◆ The input:
- - - - -

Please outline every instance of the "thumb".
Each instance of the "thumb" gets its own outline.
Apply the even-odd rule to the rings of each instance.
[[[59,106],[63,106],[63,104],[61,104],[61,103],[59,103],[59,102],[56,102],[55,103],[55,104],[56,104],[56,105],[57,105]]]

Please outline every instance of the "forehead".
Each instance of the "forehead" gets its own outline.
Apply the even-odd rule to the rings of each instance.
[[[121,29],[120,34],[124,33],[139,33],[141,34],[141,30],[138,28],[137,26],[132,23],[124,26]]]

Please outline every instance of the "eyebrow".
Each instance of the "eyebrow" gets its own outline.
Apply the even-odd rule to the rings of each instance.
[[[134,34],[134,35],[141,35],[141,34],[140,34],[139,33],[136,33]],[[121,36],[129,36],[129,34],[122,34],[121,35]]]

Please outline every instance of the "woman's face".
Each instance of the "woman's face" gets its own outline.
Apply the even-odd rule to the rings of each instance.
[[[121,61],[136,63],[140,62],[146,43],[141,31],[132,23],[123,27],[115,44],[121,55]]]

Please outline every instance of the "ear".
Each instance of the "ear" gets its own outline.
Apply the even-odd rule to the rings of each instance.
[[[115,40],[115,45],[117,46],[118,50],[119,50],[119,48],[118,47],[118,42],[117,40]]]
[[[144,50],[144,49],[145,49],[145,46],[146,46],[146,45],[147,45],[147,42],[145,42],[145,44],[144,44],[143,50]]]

- - - - -

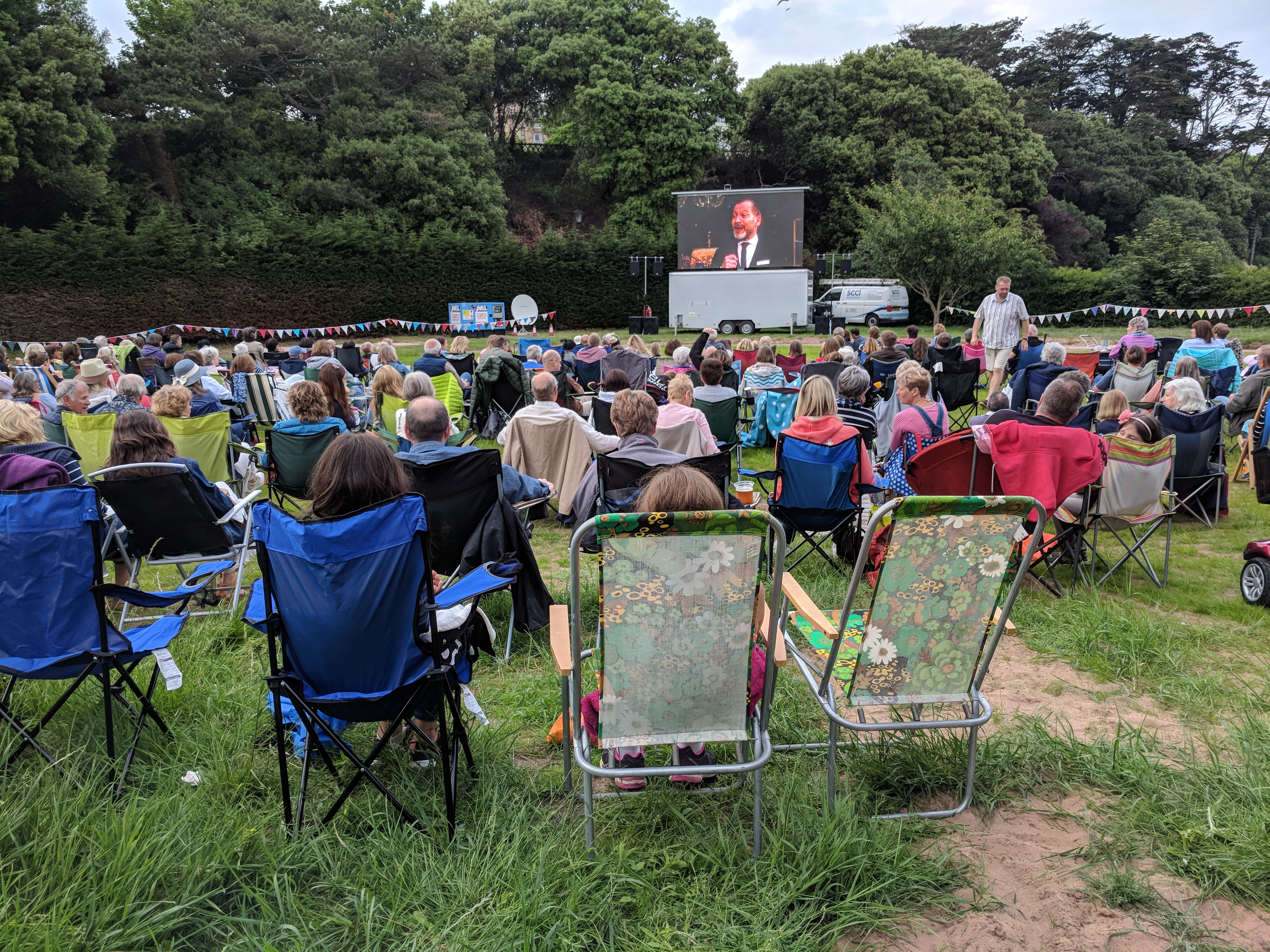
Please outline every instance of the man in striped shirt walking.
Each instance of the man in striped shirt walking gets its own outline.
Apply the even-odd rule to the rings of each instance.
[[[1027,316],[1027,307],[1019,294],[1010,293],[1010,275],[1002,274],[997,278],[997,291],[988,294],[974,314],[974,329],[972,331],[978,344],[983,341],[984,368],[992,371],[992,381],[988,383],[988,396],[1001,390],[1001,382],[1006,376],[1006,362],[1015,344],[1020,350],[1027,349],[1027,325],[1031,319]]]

- - - - -

◆ Exercise description: Pick out each line of the records that contains the string "walking", matching case exactly, and copy those lines.

◆ Response:
Please outline every instance of the man in striped shirt walking.
Each instance of the man in striped shirt walking gets its own outline.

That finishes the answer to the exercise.